# WHAT YOU SHOULD DO:
Across the data below, in how many lines does the word "test" appear? Give only the number.

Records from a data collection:
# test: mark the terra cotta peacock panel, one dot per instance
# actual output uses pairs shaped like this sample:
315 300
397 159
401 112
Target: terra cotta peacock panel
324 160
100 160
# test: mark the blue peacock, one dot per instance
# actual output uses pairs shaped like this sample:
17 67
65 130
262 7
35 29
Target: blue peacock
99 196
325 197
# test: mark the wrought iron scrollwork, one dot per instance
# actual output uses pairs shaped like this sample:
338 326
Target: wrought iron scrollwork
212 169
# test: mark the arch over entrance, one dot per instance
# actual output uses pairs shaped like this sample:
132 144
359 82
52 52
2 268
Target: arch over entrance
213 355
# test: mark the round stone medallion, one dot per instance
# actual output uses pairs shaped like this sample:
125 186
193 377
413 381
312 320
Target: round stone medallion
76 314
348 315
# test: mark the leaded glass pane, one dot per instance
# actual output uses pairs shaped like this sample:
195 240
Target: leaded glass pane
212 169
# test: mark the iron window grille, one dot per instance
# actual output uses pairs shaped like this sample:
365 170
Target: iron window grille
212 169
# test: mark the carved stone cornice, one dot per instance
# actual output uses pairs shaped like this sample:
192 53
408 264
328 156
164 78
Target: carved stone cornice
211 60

# RESULT FOR THIS TASK:
8